EXERCISE SET:
1 - List every ability that the passage on MMDU says the benchmark tests the models on.
2 - Write the next part of the passage on MMDU, picking up after its last sentence.

──────── PROVIDED PASSAGE ────────

An Examination of MMDU: A Benchmark and Dataset for Multi-Turn Multi-Image Dialog Understanding in LVLMs

The paper under discussion introduces MMDU, a benchmark tailored for evaluating the proficiency of Large Vision-LLMs (LVLMs) in handling multi-turn dialogs that involve multiple images. This benchmark addresses substantial limitations within the current evaluation landscape for LVLMs by mirroring complex real-world application scenarios more accurately than existing benchmarks.

The paper highlights that current open-source LVLMs predominantly focus on single-turn, single-image interactions, which are inadequate for the intricacies of practical human-AI communication. Notably, MMDU is structured to evaluate long-context interactions involving up to 20 images and 27 dialog turns, demanding the LVLMs to sustain conversational coherence over extensive input sequences. This benchmark significantly surpasses its predecessors in terms of length and complexity, testing the models’ abilities in various dimensions including creativity, richness, visual perception, logical coherence, answer accuracy, and understanding of image relationships.

Additionally, the paper introduces MMDU-45k, an extensive dataset that serves as an instructional tuning resource for LVLMs. The dataset generation involves sophisticated clustering techniques applied on Wikipedia data, ensuring the collection of relevant multi-image inputs that form the basis for multi-turn questions. The authors employ human annotators, enhanced by GPT-4o, to generate and refine these questions, along with their corresponding answers, driven by a careful curation process that mitigates hallucinations and errors.

──────── EXERCISE DATA ────────

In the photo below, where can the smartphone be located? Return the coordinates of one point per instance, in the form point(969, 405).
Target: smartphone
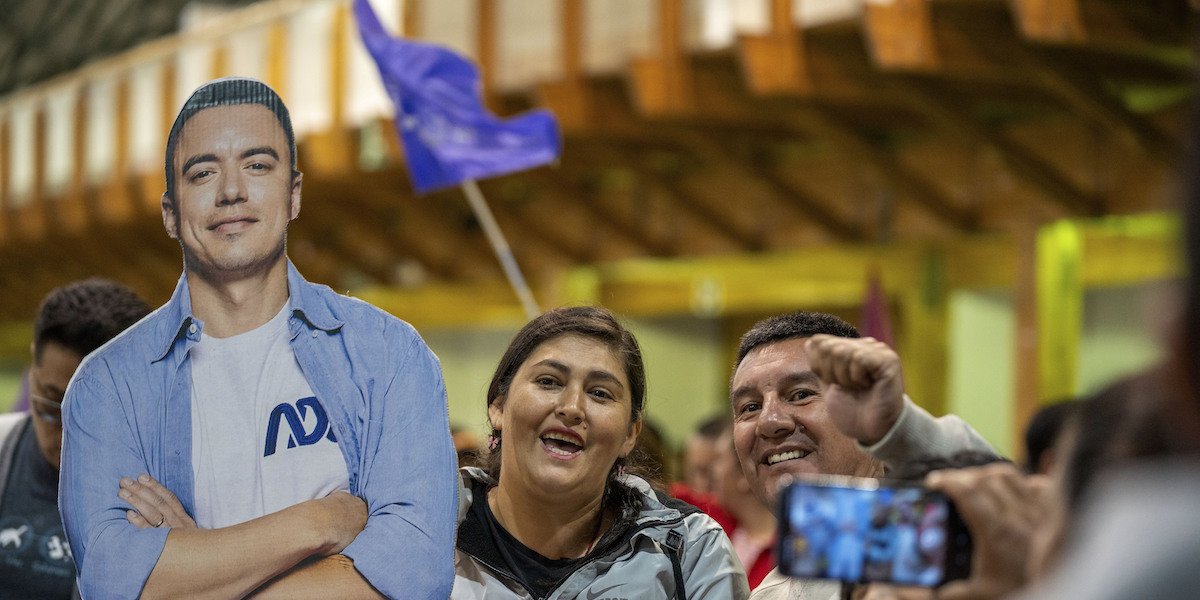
point(862, 529)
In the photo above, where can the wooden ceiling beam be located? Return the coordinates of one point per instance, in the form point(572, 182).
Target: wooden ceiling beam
point(570, 97)
point(1103, 23)
point(521, 227)
point(978, 25)
point(820, 123)
point(775, 63)
point(681, 196)
point(786, 193)
point(967, 127)
point(961, 124)
point(663, 84)
point(568, 185)
point(352, 202)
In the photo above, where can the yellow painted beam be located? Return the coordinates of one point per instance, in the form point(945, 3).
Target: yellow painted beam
point(1060, 293)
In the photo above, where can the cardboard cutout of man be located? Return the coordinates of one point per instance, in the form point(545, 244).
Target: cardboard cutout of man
point(258, 433)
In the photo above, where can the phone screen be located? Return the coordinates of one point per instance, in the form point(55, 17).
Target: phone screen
point(863, 529)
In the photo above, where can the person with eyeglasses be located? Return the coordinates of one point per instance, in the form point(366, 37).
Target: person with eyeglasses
point(73, 321)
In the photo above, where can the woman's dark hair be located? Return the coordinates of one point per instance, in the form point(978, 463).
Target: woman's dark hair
point(585, 321)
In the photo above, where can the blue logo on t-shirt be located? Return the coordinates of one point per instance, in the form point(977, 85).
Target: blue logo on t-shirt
point(295, 421)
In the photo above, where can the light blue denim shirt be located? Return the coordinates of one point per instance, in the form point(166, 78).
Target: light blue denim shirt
point(127, 411)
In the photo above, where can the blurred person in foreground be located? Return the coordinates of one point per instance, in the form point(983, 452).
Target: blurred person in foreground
point(809, 395)
point(556, 514)
point(72, 322)
point(699, 456)
point(1031, 532)
point(1134, 533)
point(751, 526)
point(177, 478)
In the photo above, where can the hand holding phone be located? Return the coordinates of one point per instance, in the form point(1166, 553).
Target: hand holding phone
point(870, 531)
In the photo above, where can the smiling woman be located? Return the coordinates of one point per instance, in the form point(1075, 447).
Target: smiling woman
point(553, 513)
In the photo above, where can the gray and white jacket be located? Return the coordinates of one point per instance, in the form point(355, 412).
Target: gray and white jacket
point(641, 557)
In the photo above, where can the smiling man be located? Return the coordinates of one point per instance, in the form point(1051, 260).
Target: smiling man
point(258, 433)
point(809, 395)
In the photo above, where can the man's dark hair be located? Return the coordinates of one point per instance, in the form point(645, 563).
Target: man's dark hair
point(712, 429)
point(792, 325)
point(85, 315)
point(1121, 423)
point(1043, 431)
point(225, 93)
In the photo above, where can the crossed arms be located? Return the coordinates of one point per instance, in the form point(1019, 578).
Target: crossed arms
point(397, 544)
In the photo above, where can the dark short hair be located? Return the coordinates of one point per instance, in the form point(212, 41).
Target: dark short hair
point(1043, 431)
point(792, 325)
point(1121, 423)
point(225, 93)
point(85, 315)
point(592, 322)
point(714, 426)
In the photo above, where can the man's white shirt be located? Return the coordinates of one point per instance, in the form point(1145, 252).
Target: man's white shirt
point(261, 441)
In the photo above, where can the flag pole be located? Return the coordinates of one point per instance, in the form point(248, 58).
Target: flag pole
point(501, 246)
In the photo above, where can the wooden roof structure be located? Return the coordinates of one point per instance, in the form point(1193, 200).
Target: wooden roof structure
point(904, 120)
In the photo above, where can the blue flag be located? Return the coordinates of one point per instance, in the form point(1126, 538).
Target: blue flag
point(448, 135)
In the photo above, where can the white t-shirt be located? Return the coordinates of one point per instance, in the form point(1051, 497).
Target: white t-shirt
point(261, 441)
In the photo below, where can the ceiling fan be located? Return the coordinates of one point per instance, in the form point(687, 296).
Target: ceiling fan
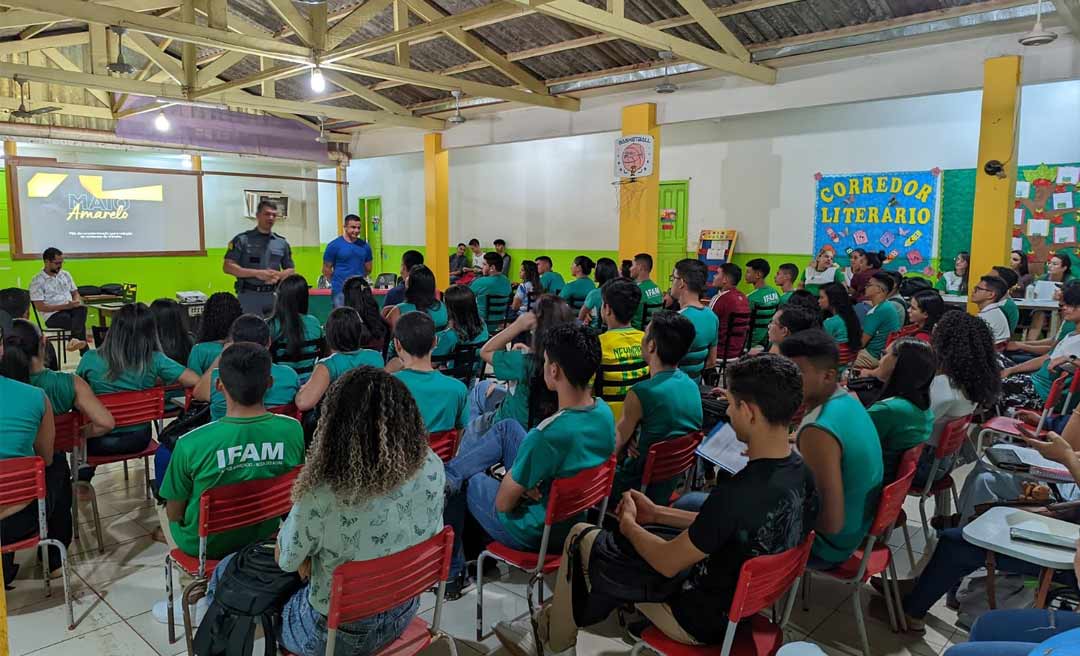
point(23, 112)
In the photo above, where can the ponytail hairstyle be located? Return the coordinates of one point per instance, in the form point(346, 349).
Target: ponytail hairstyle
point(22, 344)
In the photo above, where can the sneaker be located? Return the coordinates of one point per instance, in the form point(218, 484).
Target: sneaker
point(160, 611)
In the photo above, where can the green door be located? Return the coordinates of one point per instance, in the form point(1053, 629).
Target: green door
point(671, 235)
point(370, 213)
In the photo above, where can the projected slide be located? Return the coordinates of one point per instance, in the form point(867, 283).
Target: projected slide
point(106, 211)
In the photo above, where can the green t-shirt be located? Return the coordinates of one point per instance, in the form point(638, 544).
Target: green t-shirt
point(514, 366)
point(901, 425)
point(21, 414)
point(651, 295)
point(338, 364)
point(443, 401)
point(671, 407)
point(436, 311)
point(552, 282)
point(763, 302)
point(282, 391)
point(577, 290)
point(490, 285)
point(95, 371)
point(202, 356)
point(565, 443)
point(59, 389)
point(844, 417)
point(228, 451)
point(879, 322)
point(306, 361)
point(705, 326)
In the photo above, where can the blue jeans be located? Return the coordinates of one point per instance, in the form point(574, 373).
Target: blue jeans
point(304, 628)
point(1013, 632)
point(469, 469)
point(955, 558)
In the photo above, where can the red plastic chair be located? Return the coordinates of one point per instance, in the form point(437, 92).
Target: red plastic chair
point(445, 443)
point(763, 580)
point(948, 443)
point(223, 509)
point(568, 497)
point(22, 481)
point(670, 458)
point(874, 558)
point(127, 409)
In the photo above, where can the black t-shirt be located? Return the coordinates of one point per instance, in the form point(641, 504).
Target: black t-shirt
point(767, 508)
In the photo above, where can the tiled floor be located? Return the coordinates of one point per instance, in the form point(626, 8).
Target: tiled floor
point(115, 591)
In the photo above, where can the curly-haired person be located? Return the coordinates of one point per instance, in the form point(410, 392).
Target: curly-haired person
point(370, 487)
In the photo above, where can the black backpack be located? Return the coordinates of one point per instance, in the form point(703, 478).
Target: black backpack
point(253, 588)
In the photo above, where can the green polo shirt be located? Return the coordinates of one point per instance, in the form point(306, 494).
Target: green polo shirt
point(565, 443)
point(443, 401)
point(228, 451)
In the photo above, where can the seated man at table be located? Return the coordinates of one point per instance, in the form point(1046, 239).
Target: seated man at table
point(247, 444)
point(56, 298)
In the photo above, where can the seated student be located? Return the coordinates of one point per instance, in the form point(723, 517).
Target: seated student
point(577, 290)
point(442, 400)
point(368, 471)
point(420, 296)
point(764, 299)
point(358, 295)
point(640, 270)
point(841, 323)
point(822, 271)
point(955, 282)
point(667, 405)
point(954, 558)
point(580, 436)
point(729, 300)
point(840, 444)
point(129, 360)
point(396, 293)
point(26, 424)
point(621, 344)
point(590, 312)
point(786, 275)
point(989, 294)
point(296, 335)
point(345, 333)
point(221, 309)
point(491, 283)
point(787, 321)
point(769, 507)
point(247, 444)
point(551, 281)
point(688, 286)
point(529, 402)
point(902, 413)
point(882, 319)
point(284, 382)
point(173, 334)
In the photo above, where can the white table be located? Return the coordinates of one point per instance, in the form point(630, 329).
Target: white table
point(990, 532)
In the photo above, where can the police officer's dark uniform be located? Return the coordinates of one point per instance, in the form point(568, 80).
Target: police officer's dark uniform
point(254, 250)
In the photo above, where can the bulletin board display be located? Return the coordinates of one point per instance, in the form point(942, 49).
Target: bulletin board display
point(894, 212)
point(1044, 212)
point(716, 248)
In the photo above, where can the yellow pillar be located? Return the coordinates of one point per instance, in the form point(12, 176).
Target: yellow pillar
point(639, 201)
point(991, 227)
point(436, 208)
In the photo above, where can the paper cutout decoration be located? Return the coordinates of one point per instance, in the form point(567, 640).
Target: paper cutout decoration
point(1066, 235)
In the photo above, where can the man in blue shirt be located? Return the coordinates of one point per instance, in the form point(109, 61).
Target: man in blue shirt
point(346, 256)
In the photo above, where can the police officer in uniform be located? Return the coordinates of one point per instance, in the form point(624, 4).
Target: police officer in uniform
point(259, 258)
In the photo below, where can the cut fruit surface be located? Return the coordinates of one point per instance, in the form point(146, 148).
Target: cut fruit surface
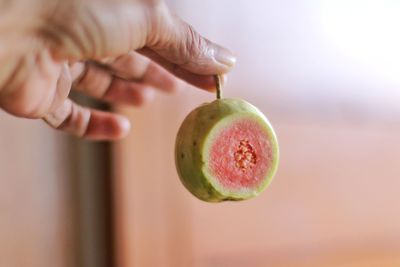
point(241, 155)
point(226, 150)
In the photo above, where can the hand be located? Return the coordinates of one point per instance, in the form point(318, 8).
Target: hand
point(116, 51)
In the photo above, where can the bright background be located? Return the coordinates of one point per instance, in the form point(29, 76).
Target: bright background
point(327, 75)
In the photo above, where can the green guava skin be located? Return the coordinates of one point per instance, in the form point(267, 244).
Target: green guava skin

────────

RESULTS FOR THE EXERCISE:
1 - creativity, richness, visual perception, logical coherence, answer accuracy, understanding of image relationships

2 -
From the experimental evaluation involving various LVLMs, the paper presents an intriguing insight into the current landscape—open-source models lag significantly behind proprietary counterparts like GPT-4o, primarily due to limited access to rich instructional tuning datasets. The introduction of MMDU-45k as a dataset for fine-tuning results in notable improvements across multiple existing benchmarks, even beyond MMDU. For instance, fine-tuning leads to a performance boost of up to 1.5% in MathVista and 1.2% in ChartQA, showcasing the potential of MMDU-45k in enhancing model capabilities.

The authors speculate that the disparity in performance between open and closed models could be reduced by leveraging comprehensive datasets like MMDU-45k in training open-source models, thereby enhancing their capabilities in understanding and generating responses in contextually rich and complex dialog scenarios.

The implications of this research are noteworthy. MMDU sets a new standard for evaluating LVLMs in scenarios that require processing of detailed, prolonged multi-modal dialogs. Furthermore, the structured format of MMDU-45k paves the way for future developments in AI, providing a valuable resource that can be expanded upon to further bridge the gap between theoretical model capabilities and the demands of practical real-world applications.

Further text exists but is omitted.